**Work instructions:**
Reproduce the records. Keep every word exact and include no images.

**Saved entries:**

= Beginning of Section =

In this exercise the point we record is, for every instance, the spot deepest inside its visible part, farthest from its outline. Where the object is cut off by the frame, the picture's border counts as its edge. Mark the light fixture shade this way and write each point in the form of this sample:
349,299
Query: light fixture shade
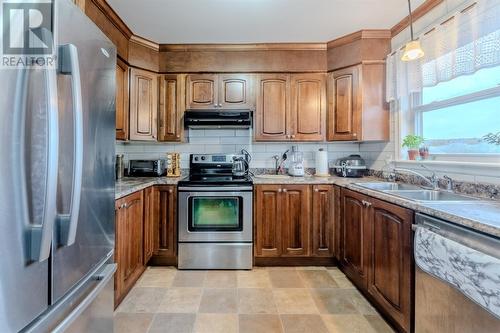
413,51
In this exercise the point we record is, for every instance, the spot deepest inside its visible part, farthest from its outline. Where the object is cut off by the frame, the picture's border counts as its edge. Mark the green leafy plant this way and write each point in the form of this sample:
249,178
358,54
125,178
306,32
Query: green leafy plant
493,138
412,141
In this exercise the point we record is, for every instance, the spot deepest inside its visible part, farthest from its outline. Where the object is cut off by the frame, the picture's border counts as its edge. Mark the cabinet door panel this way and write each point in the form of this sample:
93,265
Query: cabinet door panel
235,91
273,107
170,108
201,91
308,107
143,105
390,272
296,218
122,100
268,216
323,218
344,107
355,238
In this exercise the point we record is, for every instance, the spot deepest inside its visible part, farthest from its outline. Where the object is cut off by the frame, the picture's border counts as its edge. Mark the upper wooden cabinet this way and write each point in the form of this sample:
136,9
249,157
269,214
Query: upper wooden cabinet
170,107
122,101
290,107
214,91
143,105
357,110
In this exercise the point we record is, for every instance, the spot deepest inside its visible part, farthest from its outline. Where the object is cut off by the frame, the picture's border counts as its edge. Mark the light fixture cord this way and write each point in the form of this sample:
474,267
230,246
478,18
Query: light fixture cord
411,20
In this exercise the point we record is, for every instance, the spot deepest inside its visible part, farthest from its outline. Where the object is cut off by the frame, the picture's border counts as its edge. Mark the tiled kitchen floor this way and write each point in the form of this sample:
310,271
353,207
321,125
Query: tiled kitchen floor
271,299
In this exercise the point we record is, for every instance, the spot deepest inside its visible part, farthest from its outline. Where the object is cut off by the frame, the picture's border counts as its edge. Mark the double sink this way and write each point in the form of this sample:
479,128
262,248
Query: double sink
415,193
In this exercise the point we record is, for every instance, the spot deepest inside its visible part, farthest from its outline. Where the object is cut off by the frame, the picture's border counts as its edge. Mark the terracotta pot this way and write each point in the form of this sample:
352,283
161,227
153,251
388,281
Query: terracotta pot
413,154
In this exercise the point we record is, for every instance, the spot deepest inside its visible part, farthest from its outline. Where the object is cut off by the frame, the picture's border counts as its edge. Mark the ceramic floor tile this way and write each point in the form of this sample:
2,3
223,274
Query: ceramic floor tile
142,300
347,323
220,279
294,301
334,301
181,300
318,279
256,278
301,323
189,279
379,324
256,300
157,277
216,323
285,279
260,323
219,301
173,323
132,322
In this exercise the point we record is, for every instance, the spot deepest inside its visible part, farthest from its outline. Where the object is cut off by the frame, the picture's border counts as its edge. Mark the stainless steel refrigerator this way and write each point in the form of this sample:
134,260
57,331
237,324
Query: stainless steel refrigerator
57,153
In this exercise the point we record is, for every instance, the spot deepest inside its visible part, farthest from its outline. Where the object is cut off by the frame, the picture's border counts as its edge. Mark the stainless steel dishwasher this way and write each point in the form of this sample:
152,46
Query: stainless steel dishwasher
457,278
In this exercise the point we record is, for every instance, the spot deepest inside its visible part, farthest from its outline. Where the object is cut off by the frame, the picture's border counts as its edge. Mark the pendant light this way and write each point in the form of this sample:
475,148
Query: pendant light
413,49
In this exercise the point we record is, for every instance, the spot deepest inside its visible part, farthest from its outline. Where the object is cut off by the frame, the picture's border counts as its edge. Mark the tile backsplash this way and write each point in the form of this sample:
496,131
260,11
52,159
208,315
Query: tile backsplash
232,141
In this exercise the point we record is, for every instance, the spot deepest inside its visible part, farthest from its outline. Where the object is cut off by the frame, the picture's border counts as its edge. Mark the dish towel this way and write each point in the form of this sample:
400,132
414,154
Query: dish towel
474,274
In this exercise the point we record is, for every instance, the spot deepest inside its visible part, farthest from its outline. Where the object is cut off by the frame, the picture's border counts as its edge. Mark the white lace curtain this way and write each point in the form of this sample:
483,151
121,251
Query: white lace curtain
462,45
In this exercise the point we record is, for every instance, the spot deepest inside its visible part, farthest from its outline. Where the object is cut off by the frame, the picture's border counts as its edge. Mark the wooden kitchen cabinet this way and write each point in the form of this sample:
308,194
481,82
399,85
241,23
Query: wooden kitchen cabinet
296,217
165,225
323,220
129,224
170,107
219,91
390,273
122,100
355,238
143,105
290,107
376,253
357,110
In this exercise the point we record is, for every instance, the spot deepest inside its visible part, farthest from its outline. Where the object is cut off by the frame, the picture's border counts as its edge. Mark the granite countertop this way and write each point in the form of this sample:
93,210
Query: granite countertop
480,215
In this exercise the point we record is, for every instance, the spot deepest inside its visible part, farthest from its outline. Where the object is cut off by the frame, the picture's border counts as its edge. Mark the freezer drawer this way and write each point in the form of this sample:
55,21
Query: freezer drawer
215,256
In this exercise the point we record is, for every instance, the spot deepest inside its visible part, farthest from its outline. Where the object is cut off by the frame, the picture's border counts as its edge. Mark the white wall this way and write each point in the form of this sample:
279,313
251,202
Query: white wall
231,141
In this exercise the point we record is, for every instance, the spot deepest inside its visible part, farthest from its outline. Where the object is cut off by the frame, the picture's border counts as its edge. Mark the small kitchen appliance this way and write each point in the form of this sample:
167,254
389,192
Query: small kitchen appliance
215,207
147,168
296,167
350,166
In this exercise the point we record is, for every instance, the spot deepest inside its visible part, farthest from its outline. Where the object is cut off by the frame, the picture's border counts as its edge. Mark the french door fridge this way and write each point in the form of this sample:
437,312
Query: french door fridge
57,184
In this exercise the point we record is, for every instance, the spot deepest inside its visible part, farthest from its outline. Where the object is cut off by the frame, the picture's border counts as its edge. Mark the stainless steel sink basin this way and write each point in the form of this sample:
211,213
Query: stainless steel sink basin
388,186
430,195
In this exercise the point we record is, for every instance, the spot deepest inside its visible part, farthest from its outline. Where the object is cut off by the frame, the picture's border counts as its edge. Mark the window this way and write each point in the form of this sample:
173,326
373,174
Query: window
454,116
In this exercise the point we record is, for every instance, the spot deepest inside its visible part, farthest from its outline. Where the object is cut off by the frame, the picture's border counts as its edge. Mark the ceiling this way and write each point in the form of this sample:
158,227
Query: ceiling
256,21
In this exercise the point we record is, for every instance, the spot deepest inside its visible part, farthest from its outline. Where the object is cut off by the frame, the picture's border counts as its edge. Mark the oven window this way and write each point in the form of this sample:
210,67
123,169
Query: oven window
215,214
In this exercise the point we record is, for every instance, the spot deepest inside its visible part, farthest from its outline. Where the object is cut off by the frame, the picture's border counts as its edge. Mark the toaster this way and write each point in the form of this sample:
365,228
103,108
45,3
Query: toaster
147,168
350,166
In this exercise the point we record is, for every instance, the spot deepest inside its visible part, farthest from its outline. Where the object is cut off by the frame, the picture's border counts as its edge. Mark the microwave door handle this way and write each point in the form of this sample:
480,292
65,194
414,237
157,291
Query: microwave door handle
68,221
39,235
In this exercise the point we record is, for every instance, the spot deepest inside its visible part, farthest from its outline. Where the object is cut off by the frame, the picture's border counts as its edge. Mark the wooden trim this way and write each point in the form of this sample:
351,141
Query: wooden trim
361,34
242,47
423,9
113,17
144,42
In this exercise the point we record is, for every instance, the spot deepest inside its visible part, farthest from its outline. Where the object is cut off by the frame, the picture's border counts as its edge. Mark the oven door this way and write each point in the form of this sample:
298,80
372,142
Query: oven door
207,215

= End of Section =

**Task output:**
In this exercise the point we record is, for every instance, the spot deepest inside its visible part, farthest from its outline. Where the object is cut off by the frame, the picture's border counts as its edge. Mark the light fixture shade this way and write each point in the form of this sample:
349,299
Query: light fixture shade
413,51
In this exercise the point we record is, for every instance, the spot deepest inside its visible part, farthest from its outline. Where the object is cut off by the frame, the picture's border counts as its edge. Mark the green leafy plant this way and write each point in the form of this sample:
249,178
358,54
125,178
306,32
Query: green leafy plant
493,138
412,141
In this exercise the point we record is, for every instance, the spot deepest inside its visible part, farthest from its outline. Where the object is cut off by the frame, the picture's border counts as its edge. Mark the cabinet door panel this way and write each point in the form of this sample:
93,265
Query: cabinet door panel
235,91
273,107
170,108
201,91
308,107
143,105
390,272
296,218
122,100
268,216
323,218
344,107
355,238
In this exercise the point we record is, for every instance, the spot deepest inside its visible part, farthest from its outline. Where the object is cut off by the frame, the picture's border counts as its edge. Mark the upper wooden cabinet this way and write each point in the form of this sample:
136,9
249,157
269,214
Query: upper wooden cabinet
170,107
122,101
290,107
214,91
143,105
357,110
In this exercise the point we record is, for every instance, the spot deepest inside its visible part, farthest from its outline. Where the object is cut off by the frame, the picture's border counts as its edge. Mark the light fixture cord this way and write each point in the form of this sample:
474,267
230,246
478,18
Query: light fixture cord
411,20
In this exercise the point we record is, for every instance, the spot deepest inside its visible part, farthest from its outline. Where the object is cut off by the frame, the picture's border counts as its edge. Mark the tiled kitchen floor this way and write each point in the form of this sample:
310,271
353,207
321,125
Query: tiled kitchen floor
271,299
In this exercise the point we record is, for every instance, the spot deepest inside its visible part, farthest from its outline. Where the object is cut off by the frame, the picture's border counts as its edge. Mark the double sink this way and write each point in the form of this sample:
479,128
262,248
Query: double sink
415,193
In this exercise the point we record is, for every instance, the spot deepest inside its visible part, farthest from its outline. Where the object is cut off by the frame, the picture's border counts as its edge. Mark the terracotta pot this way and write each point in the form of this sample:
352,283
161,227
153,251
388,281
Query: terracotta pot
413,154
In this exercise the point we record is, for every instance, the spot deepest inside its visible part, farthest from its outline. Where the object is cut off by the frame, the picture's border counts as its edge. Mark the ceramic floor tile this way and write each point in the form of this sample:
2,3
223,274
Query: ceramic floor tile
142,300
347,323
220,279
294,301
334,301
181,300
318,279
256,278
301,323
189,279
379,324
256,300
157,277
216,323
285,279
260,323
219,301
173,323
132,322
In this exercise the point we record is, for every instance, the spot deepest inside its visible part, farthest from its outline. Where the object is cut off by the frame, the picture's border counts as its edge. Mark the stainless steel refrigerator this way and write each point in the form of this sample:
134,260
57,331
237,324
Query: stainless steel refrigerator
57,153
In this exercise the point we record is, for every instance, the spot deepest inside its visible part, farthest from its outline. Where the object is cut off by the frame, the picture's border counts as its edge. Mark the stainless steel dishwasher this way and write each point in the form of this sample:
152,46
Query: stainless steel dishwasher
457,278
In this exercise the point we record is, for every instance, the spot deepest inside its visible part, farthest from its outline. Where the object is cut off by the frame, the picture's border counts as its edge. Mark the pendant light this way and write each point in the form of this sample:
475,148
Query: pendant light
413,49
In this exercise the point we record is, for every instance, the spot deepest inside its visible part, farthest from its outline. Where the object is cut off by the frame, the picture's border counts as its edge. Mark the tile backsplash this way and write each point in the form of this sample:
496,131
260,11
52,159
208,315
Query: tile backsplash
232,141
In this exercise the point we record is, for every instance, the spot deepest inside its visible part, farthest from its outline. Where the object is cut off by the frame, the picture's border counts as its edge. Mark the dish towel this way and write each point in the form of this sample:
400,132
414,154
Query: dish towel
474,274
In this exercise the point we record is, for every instance, the spot deepest inside its visible part, farthest from its outline. Where the object is cut off by the frame, the picture's border counts as its edge. Mark the white lace curtain this way and write each point in the form of this sample:
483,151
121,251
Query: white lace curtain
462,45
In this exercise the point we record is, for every instance, the spot deepest inside its visible part, farthest from its outline. Where the object is cut off by the frame, the picture's border counts as its edge. Mark the wooden kitchen cabinet this way and write each point in the form of this sample:
308,194
481,82
399,85
241,23
Query: wooden kitchen cabinet
296,217
165,225
323,220
129,224
170,107
219,91
390,273
122,100
355,238
143,105
290,107
376,253
357,110
In this exercise the point we record is, for every instance, the spot deepest inside its visible part, farthest from its outline. Where the object is cut off by the frame, the picture's border counts as its edge. Mark the granite countertop this way and write each point in the form of this sample:
93,210
Query: granite countertop
480,215
In this exercise the point we record is, for every instance, the spot deepest inside its visible part, farthest from its outline. Where the object is cut off by the frame, the picture's border counts as its edge. Mark the freezer drawer this way and write each point in the form of this sample:
55,21
Query: freezer drawer
215,256
In this exercise the point we record is, for every instance, the spot deepest inside its visible part, farthest from its outline. Where the object is cut off by the frame, the picture's border counts as its edge. Mark the white wall this way and write each point in the form of this sample:
279,313
251,202
Query: white wall
231,141
In this exercise the point we record is, for every instance, the spot deepest inside its visible part, farthest from its outline. Where the object is cut off by the frame, the picture's border counts as its edge. Mark the small kitchen appliance this way and write each point in the form of this sample:
167,254
389,192
Query: small kitchen appliance
215,207
147,168
296,167
350,166
In this exercise the point we record is, for every instance, the spot deepest inside its visible part, farthest from its outline. Where the object is cut off by the frame, the picture's border counts as its edge. Mark the french door fridge this way and write each point in the form of this sample:
437,312
Query: french door fridge
57,184
In this exercise the point we record is, for every instance, the spot deepest inside its visible part, farthest from its outline. Where the object is cut off by the frame, the picture's border counts as its edge. Mark the stainless steel sink basin this way and write each point in the form of this sample:
211,213
Query: stainless steel sink basin
388,186
430,195
In this exercise the point we record is, for every instance, the spot deepest inside its visible part, farthest from its outline. Where the object is cut off by the frame, the picture's border counts as its edge. Mark the window this way and write each point in the form of this sample:
173,326
373,174
Query: window
454,116
In this exercise the point we record is, for every instance, the spot deepest inside its visible part, farthest from its outline. Where the object is cut off by the frame, the picture's border counts as its edge. Mark the ceiling this way and write each point in the form of this sample:
158,227
Query: ceiling
256,21
In this exercise the point we record is, for every instance, the spot deepest inside its visible part, farthest from its outline. Where the object is cut off by the frame, the picture's border counts as its edge. Mark the oven window this way and write each point in the form of this sample:
210,67
123,169
Query: oven window
215,214
In this exercise the point we record is, for every instance, the spot deepest inside its visible part, farthest from its outline. Where the object is cut off by the frame, the picture's border counts as its edge. Mark the toaster this way and write each point in the form of this sample:
365,228
103,108
45,3
Query: toaster
147,168
350,166
In this exercise the point we record is, for every instance, the spot deepest inside its visible part, farthest from its outline. Where the object is cut off by the frame, the picture's border counts as its edge. Mark the microwave door handle this way and write each point in the form of this sample:
480,292
65,194
414,237
157,291
Query: microwave door handle
68,221
39,235
In this exercise the point we record is, for every instance, the spot deepest inside its visible part, farthest from its outline. Where the object is cut off by the frame, the picture's border counts as its edge. Mark the wooden trim this way and write each point in the form of this sample:
351,141
Query: wooden trim
361,34
242,47
423,9
113,17
144,42
In this exercise the point we record is, for every instance, the spot deepest inside its visible part, farthest from its outline. Where the object is cut off by the frame, the picture's border counts as its edge. Mark the oven door this way and write each point in the form of this sample:
298,80
372,142
Query: oven door
207,215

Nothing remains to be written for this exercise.